**Short exercise 1**. Retype the part of the contract excerpt below from "18. Right of" to "to this Agreement.".

**Source excerpt**.
————

18. Right of Rejection. The Company, in its sole discretion, may reject any applications or payments remitted by Representatives through Schwab and may refund an applicant's payments. If Company rejects any application for a Contract, Company will promptly return any funds directly to the prospective purchaser, and Schwab will be notified of such refused application. In the event such refunds are made and if Schwab has received compensation based on an applicant's payment that is refunded, Schwab shall promptly repay such compensation to the Company. If repayment is not promptly made, the Company may at its sole option deduct any amounts due it from Schwab from future compensation otherwise payable to Schwab pursuant to this Agreement.
19. Compensation.

————

Entries for locating named things:
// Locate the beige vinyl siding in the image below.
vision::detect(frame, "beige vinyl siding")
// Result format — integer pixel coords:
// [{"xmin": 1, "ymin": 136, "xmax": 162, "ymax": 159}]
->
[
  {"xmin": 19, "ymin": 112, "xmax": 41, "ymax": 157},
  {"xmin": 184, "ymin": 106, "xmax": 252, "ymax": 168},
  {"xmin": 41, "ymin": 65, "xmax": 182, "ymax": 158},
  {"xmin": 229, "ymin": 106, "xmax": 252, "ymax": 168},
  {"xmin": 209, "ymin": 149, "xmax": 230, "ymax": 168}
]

————

**Short exercise 2**. Echo every one of the entries above exactly.

**Final result 1**.
18. Right of Rejection. The Company, in its sole discretion, may reject any applications or payments remitted by Representatives through Schwab and may refund an applicant's payments. If Company rejects any application for a Contract, Company will promptly return any funds directly to the prospective purchaser, and Schwab will be notified of such refused application. In the event such refunds are made and if Schwab has received compensation based on an applicant's payment that is refunded, Schwab shall promptly repay such compensation to the Company. If repayment is not promptly made, the Company may at its sole option deduct any amounts due it from Schwab from future compensation otherwise payable to Schwab pursuant to this Agreement.

**Final result 2**.
// Locate the beige vinyl siding in the image below.
vision::detect(frame, "beige vinyl siding")
// Result format — integer pixel coords:
// [{"xmin": 1, "ymin": 136, "xmax": 162, "ymax": 159}]
->
[
  {"xmin": 19, "ymin": 112, "xmax": 41, "ymax": 157},
  {"xmin": 184, "ymin": 106, "xmax": 252, "ymax": 168},
  {"xmin": 41, "ymin": 65, "xmax": 182, "ymax": 158},
  {"xmin": 229, "ymin": 106, "xmax": 252, "ymax": 168},
  {"xmin": 209, "ymin": 149, "xmax": 230, "ymax": 168}
]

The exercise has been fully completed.